#### GIVEN PROBLEM
Please turn every line of the records below into a numbered list, leaving out blank lines and the pictures.

-- Start of EXERCISE MATERIAL --

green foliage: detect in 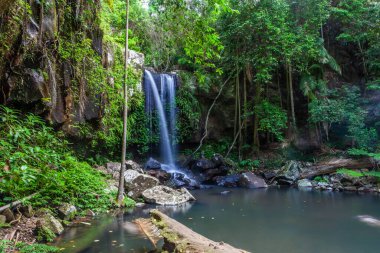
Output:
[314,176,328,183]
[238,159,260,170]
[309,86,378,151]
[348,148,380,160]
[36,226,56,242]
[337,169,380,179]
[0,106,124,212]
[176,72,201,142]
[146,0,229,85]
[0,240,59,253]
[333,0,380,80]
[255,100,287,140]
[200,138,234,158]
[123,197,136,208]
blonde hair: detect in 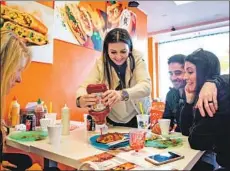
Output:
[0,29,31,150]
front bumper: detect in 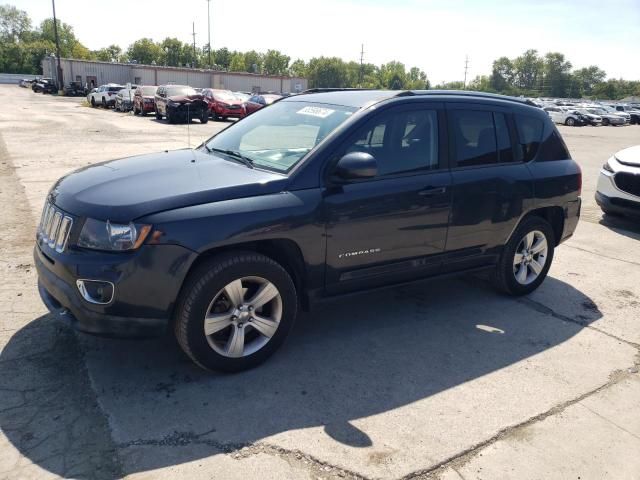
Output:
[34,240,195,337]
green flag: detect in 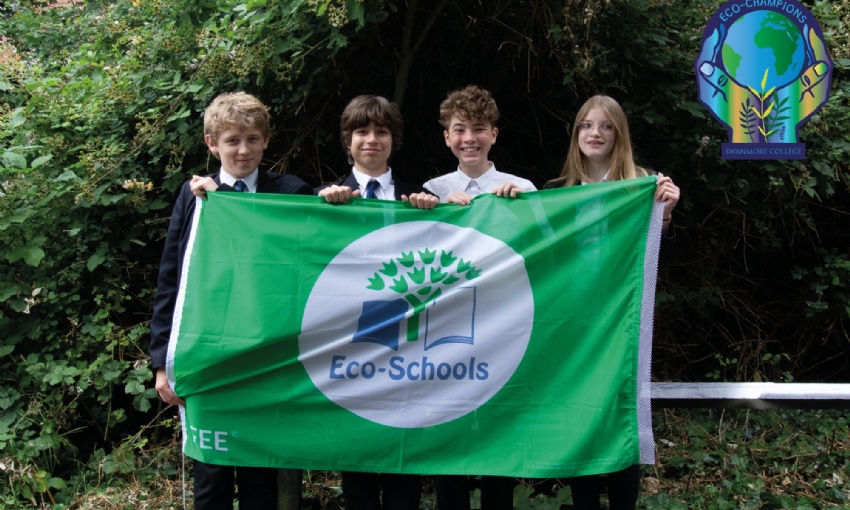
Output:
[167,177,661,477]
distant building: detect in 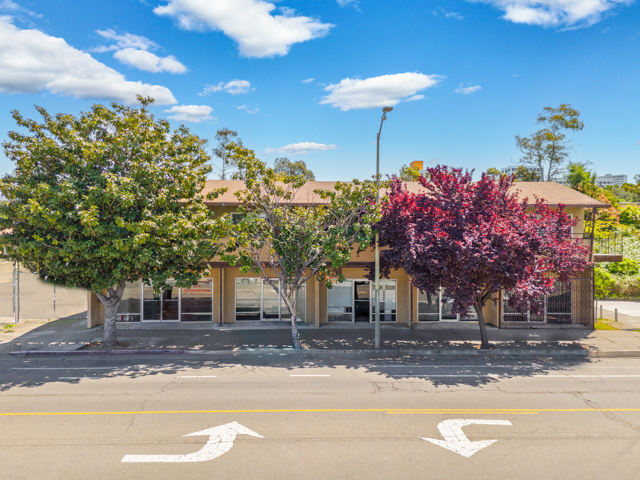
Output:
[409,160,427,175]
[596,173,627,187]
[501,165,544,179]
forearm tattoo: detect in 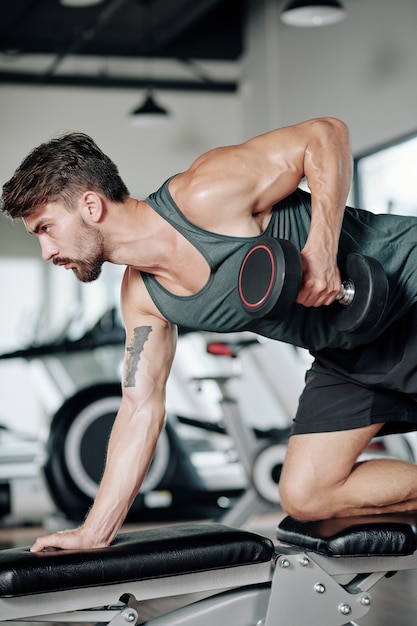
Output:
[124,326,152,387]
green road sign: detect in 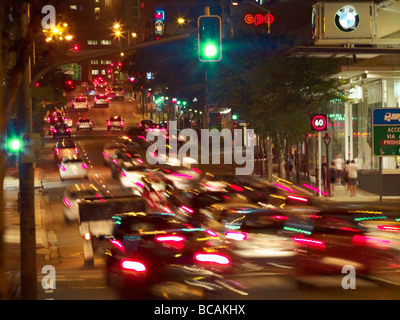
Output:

-- End of EXERCISE MATERIAL --

#### IN RESPONSE
1. green foliage: detect in 
2. Output:
3. [314,176,328,183]
4. [238,159,260,170]
5. [309,86,378,151]
6. [348,148,380,160]
7. [36,226,56,242]
8. [337,169,380,179]
9. [0,106,124,212]
10. [176,72,201,142]
11. [146,0,229,85]
12. [0,240,59,253]
13. [333,0,380,80]
14. [255,100,287,140]
15. [200,138,234,158]
16. [123,197,136,208]
17. blonde hair: detect in 
18. Output:
19. [0,29,31,150]
20. front bumper: detect in 
21. Output:
22. [34,240,195,337]
23. green flag: detect in 
24. Output:
25. [167,177,661,477]
26. distant building: detect in 
27. Output:
28. [409,160,427,175]
29. [596,173,627,187]
30. [501,165,544,179]
31. forearm tattoo: detect in 
32. Output:
33. [124,326,152,387]
34. green road sign: detect in 
35. Output:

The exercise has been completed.